[Work instructions]:
1. Answer these questions using the excerpt on Paul's testimony in the Petiot case, one line each:
(a) What did Paul answer when asked whether any white hair had been found on the premises of rue Le Sueur?
(b) How many of the victims were men, and how many were women?
(c) Between what ages did Paul testify the victims fell?
2. Write the next paragraph of the excerpt on Paul's testimony in the Petiot case, picking up after its final sentence.

Floriot asked if any white hair had been found on the premises of rue Le Sueur. “No, not a scrap,” Paul answered. This was significant because one of Petiot’s alleged victims, Dr. Braunberger, had white hair, and another one, Joachim Guschinow, had some white strands.
“Were you able to determine the age and gender of the victims?”
“Five were men, five women,” Paul said. The tallest victim was a male with a height of 1.78 meters (5′10″) and the shortest, a female of 1.50 (4′11″). The height was estimated based on measuring the humerus, radius, cubitus, and tibia bones. As for the ages of the victims, Paul testified that they ranged from twenty-five to fifty. The youngest was a female and the oldest a male; in fact, the male victims tended to be significantly older than the female and also, as his report put it, “robust.” It was difficult to add more specifics because the quicklime had devoured the bodies for too long a period before the discovery.

[Data under study]:
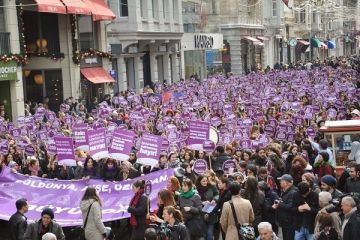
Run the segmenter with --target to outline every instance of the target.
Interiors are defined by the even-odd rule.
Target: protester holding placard
[[[146,216],[149,211],[149,200],[144,195],[145,181],[138,180],[132,185],[134,196],[129,203],[131,240],[143,240],[146,229]]]

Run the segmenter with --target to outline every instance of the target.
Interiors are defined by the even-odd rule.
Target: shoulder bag
[[[239,224],[238,218],[236,216],[234,203],[229,201],[231,206],[231,211],[235,220],[235,226],[238,230],[239,240],[255,240],[255,230],[250,224]]]
[[[90,206],[89,206],[88,212],[86,214],[84,226],[77,227],[72,231],[72,234],[74,235],[74,238],[77,239],[77,240],[86,240],[86,238],[85,238],[85,228],[86,228],[87,220],[89,218],[90,209],[91,209],[93,204],[94,204],[94,202],[92,204],[90,204]]]

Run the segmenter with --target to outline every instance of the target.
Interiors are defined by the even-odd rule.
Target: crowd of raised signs
[[[280,193],[278,177],[290,174],[295,186],[306,176],[315,188],[336,166],[318,130],[327,120],[360,119],[358,82],[352,68],[319,66],[156,84],[88,109],[69,100],[58,112],[38,104],[16,121],[0,118],[0,162],[60,180],[123,181],[174,168],[194,184],[204,174],[214,186],[224,174],[241,184],[255,176]],[[203,202],[217,199],[206,199],[199,184]],[[272,214],[254,212],[256,224],[276,229]]]

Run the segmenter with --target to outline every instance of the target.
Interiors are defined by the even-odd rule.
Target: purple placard
[[[86,140],[87,129],[87,123],[78,123],[73,126],[75,148],[82,151],[89,151],[89,145]]]
[[[202,144],[209,139],[210,123],[203,121],[190,121],[189,137],[187,139],[188,148],[202,150]]]
[[[134,140],[134,132],[121,128],[115,129],[109,147],[110,157],[119,161],[128,160]]]
[[[286,131],[278,131],[275,135],[275,138],[279,141],[286,141],[287,140]]]
[[[102,205],[104,222],[129,218],[130,214],[127,209],[134,196],[131,186],[138,180],[151,181],[149,210],[154,211],[158,208],[158,192],[166,188],[168,178],[173,174],[173,169],[167,169],[122,182],[105,182],[96,179],[69,181],[14,174],[9,168],[4,167],[0,174],[2,183],[0,184],[0,195],[7,196],[7,198],[6,201],[0,201],[0,219],[8,221],[10,216],[16,212],[15,202],[19,198],[26,198],[29,204],[31,203],[29,211],[26,213],[30,222],[39,219],[39,211],[41,212],[44,207],[54,206],[56,222],[62,227],[81,226],[83,224],[81,211],[74,210],[74,203],[81,202],[88,186],[96,186],[100,198],[104,199]],[[108,201],[109,199],[112,200]]]
[[[35,156],[35,148],[29,144],[25,147],[25,153],[28,157]]]
[[[208,166],[207,166],[206,160],[198,159],[194,162],[193,171],[196,174],[199,174],[199,175],[204,174],[207,169],[208,169]]]
[[[141,137],[140,150],[137,163],[156,166],[159,162],[163,138],[160,136],[145,133]]]
[[[98,128],[88,130],[86,133],[86,140],[89,144],[90,155],[95,159],[107,158],[109,152],[106,146],[106,129]]]
[[[59,165],[76,166],[73,139],[71,137],[54,137]]]
[[[234,160],[226,160],[223,164],[224,174],[229,174],[231,169],[233,171],[236,169],[236,162]]]
[[[215,150],[215,143],[211,140],[205,140],[203,142],[203,150],[207,153],[213,152]]]

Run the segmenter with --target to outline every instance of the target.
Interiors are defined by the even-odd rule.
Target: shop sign
[[[81,60],[80,67],[102,67],[102,59],[99,56],[86,57]]]
[[[16,80],[18,65],[15,61],[2,62],[0,61],[0,81]]]

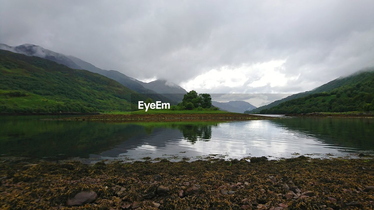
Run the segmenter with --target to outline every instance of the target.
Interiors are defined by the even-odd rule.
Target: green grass
[[[105,113],[116,114],[232,114],[232,112],[222,111],[221,110],[212,110],[197,109],[192,110],[172,110],[171,109],[148,109],[145,111],[145,109],[133,112],[123,112],[119,111],[108,111]]]

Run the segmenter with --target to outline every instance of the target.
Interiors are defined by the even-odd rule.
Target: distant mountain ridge
[[[291,96],[294,98],[290,99]],[[263,109],[259,111],[254,109],[246,113],[255,111],[260,114],[287,114],[373,111],[374,68],[341,77],[312,90],[275,102],[275,102],[278,104],[276,106],[265,108],[266,106],[261,106],[260,108]]]
[[[269,109],[272,107],[279,105],[282,103],[291,100],[305,97],[313,93],[330,91],[335,88],[351,83],[352,82],[352,80],[356,80],[357,81],[359,81],[360,80],[363,80],[364,78],[360,77],[356,78],[355,77],[355,76],[359,74],[360,72],[361,71],[359,71],[358,72],[355,72],[347,77],[340,77],[338,78],[337,78],[333,80],[330,81],[326,84],[315,88],[312,90],[306,91],[302,93],[296,93],[295,94],[291,95],[280,100],[276,101],[275,101],[267,105],[263,106],[256,109],[254,109],[251,111],[247,112],[247,113],[252,114],[259,112],[260,111],[262,110]]]
[[[187,93],[187,91],[181,87],[164,80],[157,80],[148,83],[137,80],[135,81],[144,87],[177,102],[181,102],[184,94]]]
[[[148,97],[152,98],[154,101],[169,102],[172,104],[177,104],[175,99],[174,98],[171,97],[172,98],[169,98],[168,97],[165,97],[159,94],[156,91],[145,87],[142,84],[148,83],[139,81],[116,71],[101,69],[74,56],[57,53],[45,49],[40,46],[30,44],[25,44],[16,47],[0,44],[0,49],[22,54],[28,56],[36,56],[55,61],[71,68],[84,69],[99,74],[108,78],[113,79],[124,86],[139,93],[146,94]],[[167,95],[165,95],[167,96]]]
[[[256,108],[256,106],[249,103],[242,101],[231,101],[226,102],[212,101],[212,105],[219,107],[221,109],[231,112],[242,113]]]
[[[118,82],[37,56],[0,50],[0,112],[129,111],[147,97]]]

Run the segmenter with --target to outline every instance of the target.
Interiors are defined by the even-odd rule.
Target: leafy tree
[[[186,109],[190,110],[193,109],[194,106],[193,104],[192,104],[192,102],[188,102],[187,104],[186,104]]]
[[[200,93],[199,98],[201,99],[200,104],[203,108],[210,108],[212,106],[212,97],[209,93]]]

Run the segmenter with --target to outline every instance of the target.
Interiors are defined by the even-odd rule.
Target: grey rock
[[[69,198],[66,205],[69,206],[82,206],[91,203],[97,198],[96,193],[92,191],[83,191],[77,193],[72,198]]]

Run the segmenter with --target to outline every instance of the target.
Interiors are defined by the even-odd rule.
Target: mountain
[[[16,47],[11,47],[4,44],[0,44],[0,49],[23,54],[28,56],[36,56],[63,64],[71,68],[82,69],[66,56],[34,44],[25,44]]]
[[[338,87],[334,88],[336,87]],[[317,89],[319,91],[325,90],[283,102],[261,110],[260,113],[287,114],[374,111],[374,68],[339,78]]]
[[[146,88],[152,90],[174,101],[181,102],[187,91],[183,87],[163,80],[157,80],[146,83],[135,81]]]
[[[365,70],[364,70],[364,71],[365,71]],[[366,71],[370,71],[370,70],[367,70]],[[282,103],[291,100],[305,97],[313,93],[331,91],[335,88],[344,85],[346,85],[352,83],[360,82],[361,81],[362,81],[365,79],[365,78],[363,78],[360,75],[360,72],[359,71],[348,77],[340,77],[337,79],[335,79],[325,84],[320,86],[312,90],[294,94],[280,100],[276,101],[267,105],[263,106],[260,106],[258,108],[251,110],[249,112],[247,112],[246,113],[248,114],[259,113],[260,111],[262,110],[269,109],[272,107],[277,106]]]
[[[242,101],[231,101],[226,102],[212,101],[212,105],[221,109],[237,113],[243,113],[256,108],[249,103]]]
[[[146,99],[98,74],[0,50],[0,112],[130,111]]]
[[[0,44],[0,49],[25,55],[28,56],[36,56],[50,61],[74,69],[84,69],[94,73],[97,73],[114,80],[124,86],[138,93],[146,94],[147,96],[155,101],[168,102],[171,104],[176,104],[173,100],[161,95],[154,91],[147,89],[136,80],[128,77],[116,71],[108,71],[96,67],[92,64],[70,55],[66,55],[55,52],[43,48],[40,46],[30,44],[25,44],[16,47],[12,47]],[[135,93],[134,94],[137,94]]]

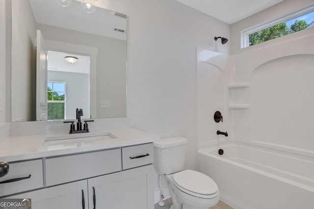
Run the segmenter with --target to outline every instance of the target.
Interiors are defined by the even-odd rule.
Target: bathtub
[[[229,142],[199,150],[197,163],[234,209],[314,208],[314,158]]]

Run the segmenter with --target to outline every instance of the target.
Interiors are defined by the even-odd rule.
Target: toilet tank
[[[183,170],[187,139],[181,137],[154,142],[154,163],[158,173],[169,174]]]

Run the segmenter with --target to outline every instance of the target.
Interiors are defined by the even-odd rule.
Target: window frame
[[[263,30],[272,26],[288,22],[306,14],[314,12],[314,3],[301,8],[293,10],[271,20],[256,24],[241,31],[241,48],[250,46],[249,45],[249,35]],[[280,37],[278,37],[280,38]],[[253,45],[255,46],[255,45]]]

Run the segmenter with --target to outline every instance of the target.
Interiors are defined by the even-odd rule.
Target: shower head
[[[215,36],[215,38],[214,38],[214,40],[215,41],[217,41],[217,39],[221,39],[221,44],[225,44],[228,42],[228,39],[226,38],[221,37],[221,36],[219,36],[219,37]]]

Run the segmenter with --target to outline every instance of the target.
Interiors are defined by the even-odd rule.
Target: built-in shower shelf
[[[249,109],[249,104],[230,104],[228,107],[231,109]]]
[[[228,88],[229,89],[239,89],[240,88],[249,87],[250,86],[250,83],[240,83],[228,84]]]

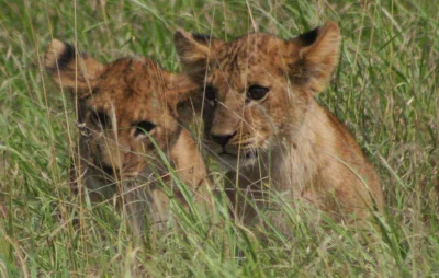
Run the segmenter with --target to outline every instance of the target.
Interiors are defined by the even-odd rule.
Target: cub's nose
[[[236,134],[236,132],[235,132]],[[226,146],[228,143],[228,141],[232,139],[232,137],[235,136],[235,134],[233,135],[215,135],[215,134],[211,134],[211,139],[221,146]]]

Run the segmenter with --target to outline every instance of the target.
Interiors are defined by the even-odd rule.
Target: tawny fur
[[[74,192],[87,188],[92,200],[119,195],[134,230],[143,229],[145,218],[161,223],[167,220],[167,196],[173,192],[182,197],[171,188],[173,178],[160,149],[195,200],[210,206],[199,147],[177,120],[178,105],[199,90],[198,84],[148,58],[103,65],[57,39],[47,46],[45,67],[77,104],[80,136],[70,171]]]
[[[205,100],[209,150],[257,202],[267,202],[258,193],[270,184],[291,204],[311,204],[337,220],[365,220],[382,209],[372,165],[345,126],[314,99],[338,61],[337,24],[290,40],[254,33],[222,42],[177,31],[175,42],[185,71],[207,88],[199,97]],[[267,95],[251,100],[254,85],[267,89]],[[215,100],[206,101],[212,94]],[[232,200],[235,213],[244,213],[245,201]]]

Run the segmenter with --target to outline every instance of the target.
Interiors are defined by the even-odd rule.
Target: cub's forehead
[[[255,79],[268,72],[278,72],[280,54],[286,42],[270,34],[252,33],[227,42],[217,50],[211,65],[213,82],[226,81],[229,85],[243,79]],[[254,82],[256,82],[255,80]]]
[[[164,93],[166,72],[148,59],[124,58],[105,65],[98,85],[93,88],[93,102],[145,103]]]

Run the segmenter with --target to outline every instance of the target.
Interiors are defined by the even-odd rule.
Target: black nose
[[[234,135],[214,135],[211,134],[211,139],[221,146],[226,146]]]

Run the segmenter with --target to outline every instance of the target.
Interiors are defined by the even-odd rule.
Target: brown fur
[[[336,219],[364,220],[383,207],[379,177],[357,141],[314,100],[338,61],[337,24],[290,40],[255,33],[222,42],[177,31],[175,42],[192,79],[216,90],[203,108],[206,144],[241,189],[264,202],[258,193],[270,184],[288,201],[306,200]],[[252,85],[269,91],[250,100]],[[232,199],[240,213],[244,201]]]
[[[145,215],[161,222],[173,185],[160,149],[195,198],[210,204],[198,146],[176,119],[179,103],[199,88],[187,76],[167,72],[148,58],[102,65],[56,39],[47,47],[45,66],[76,96],[80,138],[70,171],[75,192],[85,186],[93,200],[117,193],[123,204],[133,204],[125,206],[130,217],[138,215],[134,229],[144,225]],[[150,130],[145,134],[145,128]],[[182,199],[177,187],[173,192]]]

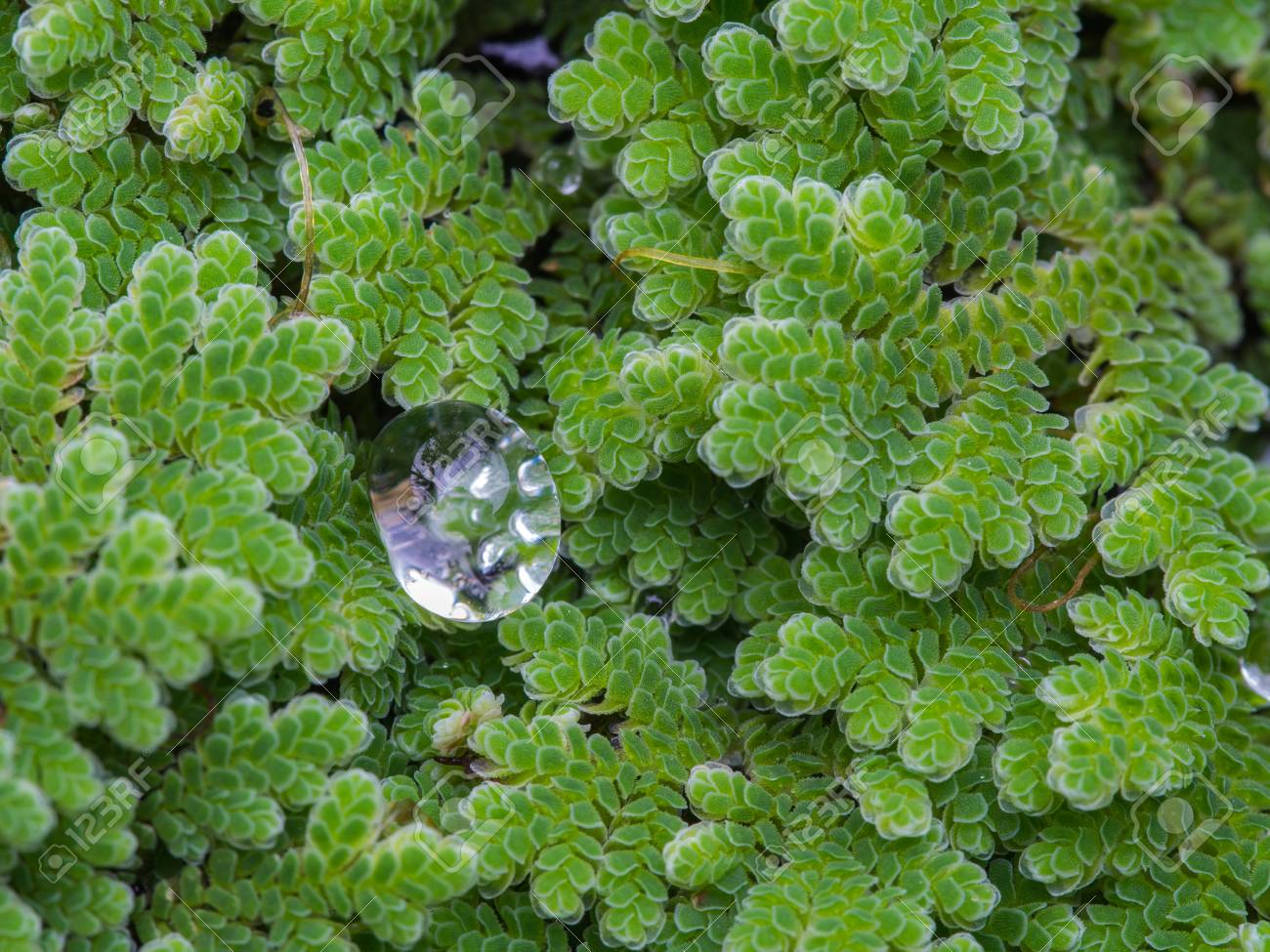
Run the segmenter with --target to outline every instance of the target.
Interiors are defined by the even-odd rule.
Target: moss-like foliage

[Per-task outputs]:
1.
(a) “No, not a scrap.”
(b) Five were men and five were women.
(c) From twenty-five to fifty.

2.
“What was the date of the murders?”
“We can say that these are old cadavers, but we cannot specify further because the level of putrefaction is such that we cannot determine the exact date when the subject was killed. In effect, the debris was in such a state of decomposition that the toxicology examination failed to provide definite conclusions.”
“What was the cause of death?”
Paul admitted that his team could not establish that either. “Not a single bullet wound or fracture of the skull. That leaves the possibility of asphyxiation, stabbing, strangling, and poison. There’s no way to tell. Could it have been an injection? Perhaps, but I am not in the habit of reveling in hypotheses.” Looking at the dissections, each cut beginning, as far as he could tell, in the same spot on the spine, the limbs, or the face, Paul believed that it must have been the work of someone highly skilled in anatomy, almost certainly a physician.
“Didn’t you make statements about similar, dismembered bodies that were found in the Seine in 1942?” Dupin asked.
“Yes,” Paul said, noting that for a period of eight months, between May 1942 and January 1943, the Seine had been “stuffed” with bodies and body parts in small parcels that had been fished out at a frightening rate. At that time, he further stated, “I shared my fears with a colleague that ‘it must be a doctor who did this and I am afraid that it might be one of my students.’ ”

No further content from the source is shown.